__Stated task__:
Print the entries below word for word, leaving out the pictures.

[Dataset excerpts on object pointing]

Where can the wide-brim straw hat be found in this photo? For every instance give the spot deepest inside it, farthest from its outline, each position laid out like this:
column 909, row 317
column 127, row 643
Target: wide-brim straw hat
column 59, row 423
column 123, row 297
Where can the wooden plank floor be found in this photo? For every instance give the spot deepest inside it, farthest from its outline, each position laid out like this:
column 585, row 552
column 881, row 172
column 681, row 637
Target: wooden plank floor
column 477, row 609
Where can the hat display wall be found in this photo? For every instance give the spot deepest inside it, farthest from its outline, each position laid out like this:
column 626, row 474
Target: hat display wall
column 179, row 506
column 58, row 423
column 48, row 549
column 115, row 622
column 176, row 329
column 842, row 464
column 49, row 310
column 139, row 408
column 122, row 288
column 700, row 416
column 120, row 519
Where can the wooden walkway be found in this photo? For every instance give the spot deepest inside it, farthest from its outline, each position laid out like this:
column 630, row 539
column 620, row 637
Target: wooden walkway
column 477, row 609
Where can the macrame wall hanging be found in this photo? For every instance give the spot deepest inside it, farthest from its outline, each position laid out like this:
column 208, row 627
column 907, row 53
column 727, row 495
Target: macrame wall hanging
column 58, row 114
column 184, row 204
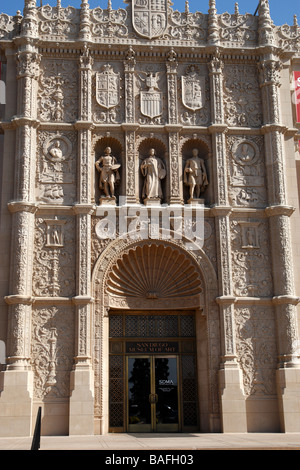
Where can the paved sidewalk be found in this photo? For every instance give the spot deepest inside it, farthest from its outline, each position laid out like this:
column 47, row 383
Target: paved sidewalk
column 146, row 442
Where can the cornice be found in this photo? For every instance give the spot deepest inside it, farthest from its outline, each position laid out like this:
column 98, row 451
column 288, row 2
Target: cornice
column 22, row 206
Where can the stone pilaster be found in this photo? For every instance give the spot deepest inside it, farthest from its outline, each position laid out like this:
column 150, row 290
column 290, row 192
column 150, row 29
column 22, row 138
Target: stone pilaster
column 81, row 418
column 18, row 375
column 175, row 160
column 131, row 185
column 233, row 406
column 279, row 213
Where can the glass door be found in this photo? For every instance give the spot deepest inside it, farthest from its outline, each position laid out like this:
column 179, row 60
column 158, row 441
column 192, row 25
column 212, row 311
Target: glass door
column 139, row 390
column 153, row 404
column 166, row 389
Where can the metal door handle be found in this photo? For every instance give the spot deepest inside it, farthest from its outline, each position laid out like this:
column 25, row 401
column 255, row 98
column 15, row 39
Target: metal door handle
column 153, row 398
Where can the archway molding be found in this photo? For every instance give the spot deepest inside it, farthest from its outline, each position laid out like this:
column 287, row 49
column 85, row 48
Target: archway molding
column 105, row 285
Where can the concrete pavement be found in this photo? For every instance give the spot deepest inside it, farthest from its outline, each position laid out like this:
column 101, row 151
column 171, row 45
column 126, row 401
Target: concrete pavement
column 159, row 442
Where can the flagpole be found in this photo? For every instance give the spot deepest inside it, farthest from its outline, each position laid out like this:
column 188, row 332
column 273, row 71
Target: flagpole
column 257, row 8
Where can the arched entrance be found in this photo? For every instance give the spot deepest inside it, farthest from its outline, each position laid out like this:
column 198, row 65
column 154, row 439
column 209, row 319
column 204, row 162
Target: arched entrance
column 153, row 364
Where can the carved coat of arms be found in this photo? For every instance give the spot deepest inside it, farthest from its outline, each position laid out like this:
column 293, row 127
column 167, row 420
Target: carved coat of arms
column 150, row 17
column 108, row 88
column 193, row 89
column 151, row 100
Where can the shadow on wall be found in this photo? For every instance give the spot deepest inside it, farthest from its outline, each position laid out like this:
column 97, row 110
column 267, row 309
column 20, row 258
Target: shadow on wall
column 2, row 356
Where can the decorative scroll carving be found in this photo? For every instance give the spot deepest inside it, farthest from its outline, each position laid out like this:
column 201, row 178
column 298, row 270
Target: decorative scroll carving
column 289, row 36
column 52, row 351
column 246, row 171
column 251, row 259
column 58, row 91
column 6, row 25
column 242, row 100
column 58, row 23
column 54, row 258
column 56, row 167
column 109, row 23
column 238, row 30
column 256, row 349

__Exercise response__:
Where can the wide-brim straw hat be found in this photo? For every instance give the spot deepest inside it, farthest from its outline, each position laid out like this:
column 909, row 317
column 127, row 643
Target: wide-brim straw hat
column 59, row 423
column 123, row 297
Where can the wooden plank floor be found in this photo? For every instance give the spot deepest inside it, farthest from its outline, each position laid out like this:
column 585, row 552
column 881, row 172
column 681, row 637
Target: wooden plank floor
column 477, row 609
Where can the hat display wall be found in this photo? For every instance give the spot deepest inside it, farthest from its outline, each position laid out like this:
column 626, row 474
Target: hat display wall
column 179, row 506
column 58, row 423
column 48, row 549
column 115, row 622
column 176, row 329
column 842, row 464
column 49, row 310
column 139, row 408
column 122, row 288
column 700, row 416
column 120, row 519
Where can the wooden walkway be found in this photo? For every instance give the spot deepest inside it, farthest from its outline, each position laid out like this:
column 630, row 539
column 620, row 637
Target: wooden walkway
column 477, row 609
Where can the macrame wall hanging be found in this photo? For every instance give the spot deepest inside it, farthest from its outline, each position laid out like this:
column 208, row 627
column 907, row 53
column 727, row 495
Target: macrame wall hanging
column 58, row 114
column 184, row 204
Where can the paved sidewalk be found in this photo? For every instance give the spot deepest inside it, farthest from its outline, each position laid out like this:
column 47, row 383
Target: paved sidewalk
column 146, row 442
Where can the cornice be found in this photo? For every instance give the spot deepest inside it, farthest from its outline, each position laid out like this:
column 98, row 451
column 288, row 2
Target: cornice
column 22, row 206
Where can the stone pilaster be found in this photo? For every instance give the spot deepest inside it, farthest from its outline, each position laid out like this:
column 150, row 290
column 290, row 192
column 150, row 29
column 22, row 138
Target: stone pilaster
column 81, row 418
column 18, row 375
column 175, row 160
column 131, row 185
column 233, row 406
column 279, row 213
Where can the glass door be found in this photo? For every instance give the spot deepest inside it, farthest from its outline, each position laid out like this:
column 179, row 60
column 158, row 441
column 192, row 25
column 212, row 311
Target: glass door
column 139, row 390
column 153, row 404
column 166, row 389
Where can the metal door handle be found in this photo? For every instance give the spot deepest inside it, farthest from its outline, each position laid out like this:
column 25, row 401
column 255, row 98
column 15, row 39
Target: metal door handle
column 153, row 398
Where can the archway molding be found in this photo? For every instance give the spot deepest inside it, farthest from its outline, each position laid out like this:
column 287, row 49
column 85, row 48
Target: archway molding
column 105, row 285
Where can the concrete pavement be found in this photo? For every instance give the spot deepest inside it, farthest from its outline, each position laid out like this:
column 101, row 151
column 171, row 45
column 126, row 401
Target: concrete pavement
column 159, row 442
Where can the flagpole be found in this photo? For every instance give the spot deepest inside it, farthest from its outline, each position laid out like this:
column 188, row 332
column 273, row 71
Target: flagpole
column 257, row 8
Where can the arched entrance be found in this photo? For every instance give the spot deepest inside it, farthest from its outline, each position laid out like this:
column 198, row 65
column 154, row 439
column 209, row 319
column 204, row 162
Target: arched entrance
column 153, row 364
Where can the carved coat of arms be found in this photo? For every instance give the spot deepest inside it, farthest from its outline, each position laid out like this:
column 293, row 127
column 167, row 420
Target: carved coat of arms
column 150, row 17
column 108, row 88
column 193, row 89
column 151, row 100
Where can the shadow on wall be found in this photo? For every instance give the spot deepest inside it, farthest from its outline, each position laid out like this:
column 97, row 110
column 267, row 309
column 20, row 258
Target: shadow on wall
column 2, row 356
Where can the decorative scroll carving be found in this photo? For every instance give the spot deepest inside it, farthest from its outline, each position laid out like this:
column 201, row 178
column 298, row 270
Target: decorative scroll carving
column 289, row 36
column 52, row 351
column 246, row 171
column 251, row 259
column 58, row 91
column 6, row 25
column 242, row 100
column 58, row 23
column 54, row 258
column 56, row 167
column 109, row 23
column 238, row 30
column 256, row 349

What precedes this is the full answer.